> _YOUR INSTRUCTIONS_:
Please print every line of the listing, unchanged.
-- Opening Marker --
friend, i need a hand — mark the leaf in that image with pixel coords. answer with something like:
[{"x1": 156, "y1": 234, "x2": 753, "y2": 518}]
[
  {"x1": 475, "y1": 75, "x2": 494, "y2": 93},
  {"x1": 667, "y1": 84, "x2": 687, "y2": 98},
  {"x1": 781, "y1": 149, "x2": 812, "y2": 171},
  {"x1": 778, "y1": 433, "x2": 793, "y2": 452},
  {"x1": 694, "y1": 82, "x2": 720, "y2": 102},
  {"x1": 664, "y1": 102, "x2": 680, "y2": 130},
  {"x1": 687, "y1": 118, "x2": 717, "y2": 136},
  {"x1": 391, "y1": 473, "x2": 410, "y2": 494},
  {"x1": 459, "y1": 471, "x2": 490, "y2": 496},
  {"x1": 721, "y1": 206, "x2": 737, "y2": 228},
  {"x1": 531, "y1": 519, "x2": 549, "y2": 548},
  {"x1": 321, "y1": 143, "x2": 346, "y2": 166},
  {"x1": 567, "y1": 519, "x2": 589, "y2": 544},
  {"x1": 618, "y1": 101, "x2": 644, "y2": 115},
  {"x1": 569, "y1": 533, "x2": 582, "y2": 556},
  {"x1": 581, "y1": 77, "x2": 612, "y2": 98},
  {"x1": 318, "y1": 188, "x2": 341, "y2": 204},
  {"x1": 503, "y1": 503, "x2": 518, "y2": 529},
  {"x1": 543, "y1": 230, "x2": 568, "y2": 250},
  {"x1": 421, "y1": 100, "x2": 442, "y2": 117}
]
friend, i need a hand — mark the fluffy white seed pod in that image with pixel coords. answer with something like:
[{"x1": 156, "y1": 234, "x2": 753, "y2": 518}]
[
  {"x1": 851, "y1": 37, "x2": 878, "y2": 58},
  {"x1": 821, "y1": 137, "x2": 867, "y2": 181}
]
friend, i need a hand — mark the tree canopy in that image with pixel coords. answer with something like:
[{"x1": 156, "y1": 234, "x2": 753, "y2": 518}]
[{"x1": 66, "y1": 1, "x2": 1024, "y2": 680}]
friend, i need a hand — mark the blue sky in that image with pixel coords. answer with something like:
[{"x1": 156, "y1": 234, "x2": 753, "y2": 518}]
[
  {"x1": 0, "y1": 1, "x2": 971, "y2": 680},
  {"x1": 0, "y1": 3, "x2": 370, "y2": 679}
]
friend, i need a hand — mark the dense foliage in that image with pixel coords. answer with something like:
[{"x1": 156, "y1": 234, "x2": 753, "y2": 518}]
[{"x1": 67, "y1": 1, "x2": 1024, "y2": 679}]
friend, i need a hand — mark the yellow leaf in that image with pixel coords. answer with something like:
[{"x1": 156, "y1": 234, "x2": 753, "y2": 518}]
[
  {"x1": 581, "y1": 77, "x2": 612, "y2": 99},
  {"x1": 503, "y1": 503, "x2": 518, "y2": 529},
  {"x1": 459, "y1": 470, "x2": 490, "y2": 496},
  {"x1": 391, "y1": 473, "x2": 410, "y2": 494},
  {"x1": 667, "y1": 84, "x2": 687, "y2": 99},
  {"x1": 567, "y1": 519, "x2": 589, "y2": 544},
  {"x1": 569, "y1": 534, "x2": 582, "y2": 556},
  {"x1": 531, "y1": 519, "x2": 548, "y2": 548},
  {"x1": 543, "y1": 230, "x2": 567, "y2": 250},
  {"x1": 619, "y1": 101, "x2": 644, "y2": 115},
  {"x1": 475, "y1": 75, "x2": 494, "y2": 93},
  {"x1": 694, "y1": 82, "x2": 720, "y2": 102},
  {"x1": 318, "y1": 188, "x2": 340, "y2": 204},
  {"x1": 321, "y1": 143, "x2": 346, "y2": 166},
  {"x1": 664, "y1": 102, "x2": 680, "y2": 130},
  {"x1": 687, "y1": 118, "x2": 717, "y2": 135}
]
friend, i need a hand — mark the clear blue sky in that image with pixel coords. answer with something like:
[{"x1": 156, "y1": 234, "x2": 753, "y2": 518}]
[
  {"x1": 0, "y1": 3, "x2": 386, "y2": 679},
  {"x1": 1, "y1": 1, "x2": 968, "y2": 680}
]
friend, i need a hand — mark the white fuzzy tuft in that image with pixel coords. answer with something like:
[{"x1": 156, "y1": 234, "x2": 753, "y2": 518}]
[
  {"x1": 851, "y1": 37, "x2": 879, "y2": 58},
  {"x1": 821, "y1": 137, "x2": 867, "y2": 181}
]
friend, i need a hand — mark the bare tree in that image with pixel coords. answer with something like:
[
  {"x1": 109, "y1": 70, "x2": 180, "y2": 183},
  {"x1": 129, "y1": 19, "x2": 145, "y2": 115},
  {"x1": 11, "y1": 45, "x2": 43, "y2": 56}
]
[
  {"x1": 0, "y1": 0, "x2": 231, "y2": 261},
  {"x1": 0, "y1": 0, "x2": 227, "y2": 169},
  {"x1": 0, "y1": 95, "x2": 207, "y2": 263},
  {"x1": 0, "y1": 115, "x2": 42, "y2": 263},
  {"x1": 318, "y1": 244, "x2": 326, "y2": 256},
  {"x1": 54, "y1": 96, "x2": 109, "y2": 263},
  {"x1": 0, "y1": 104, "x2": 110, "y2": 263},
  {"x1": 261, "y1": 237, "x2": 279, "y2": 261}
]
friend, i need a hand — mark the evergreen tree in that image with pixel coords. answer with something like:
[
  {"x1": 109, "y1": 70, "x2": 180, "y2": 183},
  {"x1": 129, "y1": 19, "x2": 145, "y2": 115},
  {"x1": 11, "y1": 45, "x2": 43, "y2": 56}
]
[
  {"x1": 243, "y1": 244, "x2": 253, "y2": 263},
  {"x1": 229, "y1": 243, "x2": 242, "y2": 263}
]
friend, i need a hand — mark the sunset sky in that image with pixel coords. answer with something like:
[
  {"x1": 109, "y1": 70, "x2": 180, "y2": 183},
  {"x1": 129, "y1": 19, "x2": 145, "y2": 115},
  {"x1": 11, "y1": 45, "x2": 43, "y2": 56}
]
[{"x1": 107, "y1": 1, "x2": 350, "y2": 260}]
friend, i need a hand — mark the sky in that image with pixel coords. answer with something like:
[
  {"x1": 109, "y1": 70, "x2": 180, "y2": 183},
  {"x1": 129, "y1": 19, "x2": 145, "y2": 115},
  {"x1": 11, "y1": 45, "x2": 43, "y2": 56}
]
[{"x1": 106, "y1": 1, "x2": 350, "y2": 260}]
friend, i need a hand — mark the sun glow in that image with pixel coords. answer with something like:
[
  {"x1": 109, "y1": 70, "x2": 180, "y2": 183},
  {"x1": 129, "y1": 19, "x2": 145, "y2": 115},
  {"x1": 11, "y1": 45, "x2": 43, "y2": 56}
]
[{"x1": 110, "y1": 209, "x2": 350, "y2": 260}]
-- Closing Marker --
> _ANSWER TO THE EXERCISE_:
friend, i need a hand — mark the leaf in that image with pixel coords. answer with something like:
[{"x1": 156, "y1": 234, "x2": 753, "y2": 518}]
[
  {"x1": 475, "y1": 75, "x2": 494, "y2": 93},
  {"x1": 667, "y1": 84, "x2": 687, "y2": 98},
  {"x1": 781, "y1": 149, "x2": 812, "y2": 171},
  {"x1": 778, "y1": 433, "x2": 793, "y2": 452},
  {"x1": 694, "y1": 82, "x2": 720, "y2": 102},
  {"x1": 664, "y1": 102, "x2": 680, "y2": 130},
  {"x1": 687, "y1": 118, "x2": 717, "y2": 136},
  {"x1": 391, "y1": 473, "x2": 410, "y2": 494},
  {"x1": 459, "y1": 471, "x2": 490, "y2": 496},
  {"x1": 721, "y1": 206, "x2": 737, "y2": 228},
  {"x1": 531, "y1": 519, "x2": 549, "y2": 548},
  {"x1": 321, "y1": 143, "x2": 346, "y2": 166},
  {"x1": 567, "y1": 519, "x2": 589, "y2": 544},
  {"x1": 618, "y1": 101, "x2": 644, "y2": 115},
  {"x1": 569, "y1": 533, "x2": 582, "y2": 556},
  {"x1": 581, "y1": 77, "x2": 612, "y2": 98},
  {"x1": 318, "y1": 188, "x2": 341, "y2": 204},
  {"x1": 503, "y1": 503, "x2": 518, "y2": 529},
  {"x1": 543, "y1": 230, "x2": 568, "y2": 250},
  {"x1": 421, "y1": 100, "x2": 442, "y2": 117}
]
friend, i need a hand — mark the fluffy white seed pod in that image with pixel coords. answer with something like:
[{"x1": 156, "y1": 234, "x2": 753, "y2": 518}]
[
  {"x1": 851, "y1": 37, "x2": 878, "y2": 58},
  {"x1": 821, "y1": 137, "x2": 867, "y2": 181}
]
friend, i need a hand — mark the tree canopy in that image with pixel coords. answer with something like:
[{"x1": 156, "y1": 234, "x2": 753, "y2": 518}]
[{"x1": 66, "y1": 1, "x2": 1024, "y2": 680}]
friend, i need a hand — mark the blue sky in that image with pixel coords. answer with something like:
[{"x1": 156, "y1": 234, "x2": 753, "y2": 518}]
[
  {"x1": 0, "y1": 1, "x2": 971, "y2": 680},
  {"x1": 0, "y1": 3, "x2": 370, "y2": 679}
]
friend, i need a hand — mark the dense foliage in that image with pixel coords. answer with something like:
[{"x1": 156, "y1": 234, "x2": 753, "y2": 518}]
[{"x1": 67, "y1": 1, "x2": 1024, "y2": 679}]
friend, i need a hand — mark the yellow leaf in that image with pixel coords. answer with something like:
[{"x1": 156, "y1": 234, "x2": 753, "y2": 518}]
[
  {"x1": 581, "y1": 77, "x2": 612, "y2": 99},
  {"x1": 503, "y1": 503, "x2": 518, "y2": 529},
  {"x1": 459, "y1": 470, "x2": 490, "y2": 496},
  {"x1": 391, "y1": 473, "x2": 410, "y2": 494},
  {"x1": 667, "y1": 84, "x2": 687, "y2": 99},
  {"x1": 567, "y1": 519, "x2": 589, "y2": 544},
  {"x1": 569, "y1": 534, "x2": 582, "y2": 556},
  {"x1": 531, "y1": 519, "x2": 548, "y2": 548},
  {"x1": 543, "y1": 230, "x2": 567, "y2": 250},
  {"x1": 619, "y1": 101, "x2": 644, "y2": 115},
  {"x1": 475, "y1": 75, "x2": 494, "y2": 93},
  {"x1": 694, "y1": 82, "x2": 720, "y2": 102},
  {"x1": 318, "y1": 188, "x2": 340, "y2": 204},
  {"x1": 321, "y1": 143, "x2": 346, "y2": 166},
  {"x1": 664, "y1": 102, "x2": 680, "y2": 130},
  {"x1": 687, "y1": 118, "x2": 717, "y2": 135}
]
friend, i need a hand — mark the clear blue sky in that image with pixel coords. answer with something like:
[{"x1": 156, "y1": 234, "x2": 753, "y2": 518}]
[
  {"x1": 0, "y1": 3, "x2": 386, "y2": 679},
  {"x1": 1, "y1": 1, "x2": 968, "y2": 680}
]
friend, i need a hand — mark the white fuzzy tuft in that image with pixel coords. answer with something like:
[{"x1": 156, "y1": 234, "x2": 753, "y2": 518}]
[
  {"x1": 851, "y1": 37, "x2": 879, "y2": 58},
  {"x1": 821, "y1": 137, "x2": 867, "y2": 181}
]
friend, i need a hand — mark the bare tree in that image with pixel coords. answer with something like:
[
  {"x1": 109, "y1": 70, "x2": 180, "y2": 183},
  {"x1": 129, "y1": 19, "x2": 145, "y2": 115},
  {"x1": 11, "y1": 45, "x2": 43, "y2": 56}
]
[
  {"x1": 0, "y1": 0, "x2": 231, "y2": 261},
  {"x1": 0, "y1": 0, "x2": 227, "y2": 169},
  {"x1": 0, "y1": 95, "x2": 207, "y2": 263},
  {"x1": 0, "y1": 115, "x2": 42, "y2": 263},
  {"x1": 318, "y1": 244, "x2": 326, "y2": 256},
  {"x1": 54, "y1": 96, "x2": 109, "y2": 263},
  {"x1": 0, "y1": 104, "x2": 110, "y2": 263},
  {"x1": 261, "y1": 237, "x2": 279, "y2": 261}
]
friend, i need a hand — mark the evergreen tree in that image with pixel coords. answer with something like:
[
  {"x1": 109, "y1": 70, "x2": 180, "y2": 183},
  {"x1": 129, "y1": 19, "x2": 145, "y2": 115},
  {"x1": 11, "y1": 45, "x2": 43, "y2": 56}
]
[
  {"x1": 243, "y1": 244, "x2": 253, "y2": 263},
  {"x1": 229, "y1": 243, "x2": 242, "y2": 263}
]
friend, i need a hand — mark the sunset sky in that image with pixel coords. answer with something like:
[
  {"x1": 109, "y1": 70, "x2": 180, "y2": 183},
  {"x1": 129, "y1": 19, "x2": 145, "y2": 115},
  {"x1": 11, "y1": 45, "x2": 43, "y2": 56}
]
[{"x1": 107, "y1": 1, "x2": 350, "y2": 260}]
friend, i need a hand — mark the sky in that image with pixel coords. answer with something like:
[
  {"x1": 109, "y1": 70, "x2": 180, "y2": 183},
  {"x1": 129, "y1": 19, "x2": 145, "y2": 115},
  {"x1": 11, "y1": 45, "x2": 43, "y2": 56}
]
[{"x1": 106, "y1": 1, "x2": 350, "y2": 260}]
friend, i need a hand — mark the sun glow in that image with pixel coords. answer with something like:
[
  {"x1": 109, "y1": 70, "x2": 180, "y2": 183},
  {"x1": 129, "y1": 19, "x2": 145, "y2": 115},
  {"x1": 11, "y1": 45, "x2": 43, "y2": 56}
]
[{"x1": 110, "y1": 209, "x2": 350, "y2": 260}]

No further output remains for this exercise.